• EXERCISE PROMPT:
Arrange every line of the material below as a numbered list, skipping blank lines and leaving out the pictures.

• RECORDS SUPPLIED:
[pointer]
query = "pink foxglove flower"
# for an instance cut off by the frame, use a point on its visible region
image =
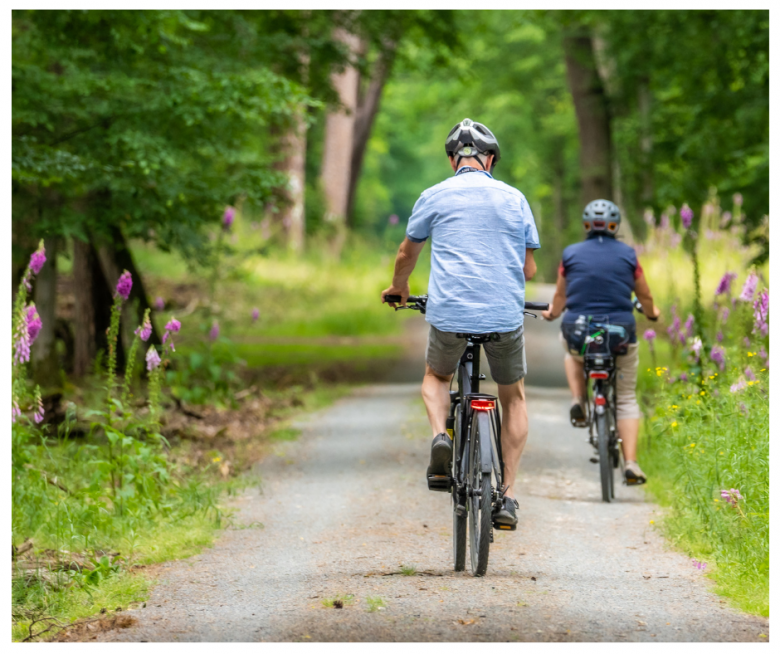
(124, 285)
(34, 323)
(145, 330)
(214, 332)
(686, 216)
(152, 359)
(228, 217)
(749, 289)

• RESULT BELOW:
1. [pointer]
2. query = "pink foxglove flower"
3. # for an instance cut off by the frame, use a point on its visible region
4. image =
5. (124, 285)
6. (34, 323)
7. (145, 330)
8. (214, 332)
9. (686, 216)
10. (152, 359)
11. (228, 217)
12. (749, 289)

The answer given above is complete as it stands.